>> begin Given passage

The most direct, and often least complicated, way to give visibility of whether packet timing technologies are delivering the expected synchronisation performance is to measure the produced or synthesised signals at the slave clock. Whether sync is delivered across a Carrier Ethernet, Microwave, or IP/MPLS network using IEEE 1588v2 (PTPv2) the ‘business end’ and proof of slave clock performance can be ascertained via the frequency, pulse, or time-code produced by it.

Connecting to a frequency, 1PPS or time-code output of a slave clock is often much quicker to perform and the, subsequent results simpler to analyse, than the more complicated procedures required to measure the performance or Packet Delay Variation (PDV) of an Ethernet or IP timing flow.

If the measured output performance is within specification for that part of the network, it doesn’t matter that PTPv2 packets may be occasionally dropped in the network or that the PDV sometimes strays outside the nominal quality levels because as long as the application is getting the quality of clock it requires then packet performance is of secondary importance.

Packet Delay Variation of the PTPv2 flow worries some engineers and they can, and do, invest valuable time and resources trying to unnecessarily find and solve perceived issues. From experience and sync monitoring projects, Chronos experts know that well engineered networks and PTPv2 clients will produce in-specification clock in many types of network conditions and this can be verified by monitoring the frequency, pulse or time-code from a test point. Of course if the measured clock is not within specification then investigation into the incoming flow is required but it does not need to be the first step.

>> end Given passage

Summarize the passage on measuring slave clock output in exactly two sentences.

>> begin Records supplied

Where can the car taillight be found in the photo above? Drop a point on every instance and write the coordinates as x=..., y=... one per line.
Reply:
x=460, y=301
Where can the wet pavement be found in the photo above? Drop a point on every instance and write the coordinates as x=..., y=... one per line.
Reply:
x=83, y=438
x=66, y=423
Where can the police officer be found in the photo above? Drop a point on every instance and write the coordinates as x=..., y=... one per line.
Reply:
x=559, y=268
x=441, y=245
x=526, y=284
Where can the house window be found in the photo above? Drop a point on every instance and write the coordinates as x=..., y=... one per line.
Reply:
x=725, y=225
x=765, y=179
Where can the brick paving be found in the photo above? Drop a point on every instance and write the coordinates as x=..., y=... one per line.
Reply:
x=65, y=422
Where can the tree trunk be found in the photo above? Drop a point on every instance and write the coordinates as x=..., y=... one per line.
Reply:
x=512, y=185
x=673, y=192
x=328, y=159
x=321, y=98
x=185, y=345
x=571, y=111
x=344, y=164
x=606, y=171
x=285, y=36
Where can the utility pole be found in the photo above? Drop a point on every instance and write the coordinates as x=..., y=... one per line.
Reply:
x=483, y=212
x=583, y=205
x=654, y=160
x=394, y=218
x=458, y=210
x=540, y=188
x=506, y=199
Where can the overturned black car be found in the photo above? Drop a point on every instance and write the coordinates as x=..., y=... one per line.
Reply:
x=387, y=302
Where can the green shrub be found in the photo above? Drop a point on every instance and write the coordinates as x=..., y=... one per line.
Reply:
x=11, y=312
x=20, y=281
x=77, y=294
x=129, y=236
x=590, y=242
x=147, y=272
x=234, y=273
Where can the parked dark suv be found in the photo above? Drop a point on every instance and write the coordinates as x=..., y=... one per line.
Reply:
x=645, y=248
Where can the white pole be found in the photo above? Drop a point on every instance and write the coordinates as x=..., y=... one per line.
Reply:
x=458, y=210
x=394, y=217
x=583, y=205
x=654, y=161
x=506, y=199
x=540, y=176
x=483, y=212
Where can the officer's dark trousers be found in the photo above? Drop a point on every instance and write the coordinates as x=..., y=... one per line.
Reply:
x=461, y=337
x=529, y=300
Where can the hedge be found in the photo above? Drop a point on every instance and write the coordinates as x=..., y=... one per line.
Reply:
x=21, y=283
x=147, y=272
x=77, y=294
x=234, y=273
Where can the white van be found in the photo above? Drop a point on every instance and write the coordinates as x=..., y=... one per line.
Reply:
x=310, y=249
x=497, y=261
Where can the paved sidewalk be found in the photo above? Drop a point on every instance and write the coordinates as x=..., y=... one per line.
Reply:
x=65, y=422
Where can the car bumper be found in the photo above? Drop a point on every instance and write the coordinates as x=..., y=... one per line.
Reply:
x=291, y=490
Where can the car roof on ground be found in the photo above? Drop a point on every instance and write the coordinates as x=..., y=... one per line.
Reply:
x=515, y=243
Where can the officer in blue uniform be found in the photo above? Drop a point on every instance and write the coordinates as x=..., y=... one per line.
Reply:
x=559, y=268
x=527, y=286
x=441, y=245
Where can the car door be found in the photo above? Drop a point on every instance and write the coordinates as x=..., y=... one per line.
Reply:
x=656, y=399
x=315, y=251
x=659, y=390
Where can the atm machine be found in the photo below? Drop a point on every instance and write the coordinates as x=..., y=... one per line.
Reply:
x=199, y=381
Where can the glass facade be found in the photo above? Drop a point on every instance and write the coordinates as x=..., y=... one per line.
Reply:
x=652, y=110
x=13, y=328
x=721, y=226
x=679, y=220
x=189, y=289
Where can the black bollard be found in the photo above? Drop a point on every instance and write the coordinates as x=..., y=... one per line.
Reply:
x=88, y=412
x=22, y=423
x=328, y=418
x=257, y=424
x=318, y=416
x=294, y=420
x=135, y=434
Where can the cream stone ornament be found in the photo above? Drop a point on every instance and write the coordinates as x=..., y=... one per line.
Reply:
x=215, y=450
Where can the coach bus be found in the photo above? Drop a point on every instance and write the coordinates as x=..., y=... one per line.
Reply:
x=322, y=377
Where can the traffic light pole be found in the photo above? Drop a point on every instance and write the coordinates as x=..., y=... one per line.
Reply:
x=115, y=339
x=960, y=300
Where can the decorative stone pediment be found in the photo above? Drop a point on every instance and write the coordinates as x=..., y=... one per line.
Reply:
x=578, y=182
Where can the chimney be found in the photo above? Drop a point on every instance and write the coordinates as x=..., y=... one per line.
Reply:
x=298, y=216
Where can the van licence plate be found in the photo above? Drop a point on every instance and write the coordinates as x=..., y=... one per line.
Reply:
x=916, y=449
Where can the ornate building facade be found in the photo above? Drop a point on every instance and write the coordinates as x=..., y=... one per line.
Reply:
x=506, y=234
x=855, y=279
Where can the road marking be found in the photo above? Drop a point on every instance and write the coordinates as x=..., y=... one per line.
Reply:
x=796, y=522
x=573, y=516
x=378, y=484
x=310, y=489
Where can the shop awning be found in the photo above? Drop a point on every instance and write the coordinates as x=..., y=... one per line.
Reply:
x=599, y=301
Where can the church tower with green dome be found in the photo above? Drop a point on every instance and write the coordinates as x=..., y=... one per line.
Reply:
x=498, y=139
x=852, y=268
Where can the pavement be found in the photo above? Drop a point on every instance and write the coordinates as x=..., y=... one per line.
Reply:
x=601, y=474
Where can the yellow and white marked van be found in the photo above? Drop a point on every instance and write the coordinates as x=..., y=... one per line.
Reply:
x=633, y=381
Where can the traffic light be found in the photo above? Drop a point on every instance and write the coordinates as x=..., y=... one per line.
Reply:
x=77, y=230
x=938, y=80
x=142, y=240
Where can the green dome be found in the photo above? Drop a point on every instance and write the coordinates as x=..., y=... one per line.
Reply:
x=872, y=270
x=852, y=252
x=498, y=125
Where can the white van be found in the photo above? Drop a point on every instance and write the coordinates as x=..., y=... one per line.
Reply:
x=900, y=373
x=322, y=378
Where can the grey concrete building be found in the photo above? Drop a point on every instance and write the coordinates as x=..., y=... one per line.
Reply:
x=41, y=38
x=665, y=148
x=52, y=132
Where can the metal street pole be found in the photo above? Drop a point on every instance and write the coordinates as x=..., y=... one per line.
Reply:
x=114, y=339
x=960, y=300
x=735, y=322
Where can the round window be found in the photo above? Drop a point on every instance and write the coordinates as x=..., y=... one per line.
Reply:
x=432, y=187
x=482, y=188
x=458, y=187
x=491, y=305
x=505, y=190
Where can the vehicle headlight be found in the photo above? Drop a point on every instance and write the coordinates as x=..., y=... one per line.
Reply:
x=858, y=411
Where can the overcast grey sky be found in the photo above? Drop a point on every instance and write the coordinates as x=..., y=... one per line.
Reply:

>> end Records supplied

§ Result below: Measuring the frequency, pulse, or time-code output of a PTPv2 slave clock is the most direct way to confirm that packet timing is delivering the expected synchronization performance, and it is quicker and simpler to analyze than measuring the Packet Delay Variation of a timing flow. If the measured output is within specification, occasional dropped packets or PDV outside nominal levels are of secondary importance, so investigating the incoming flow is required only when the clock is out of specification and need not be the first step.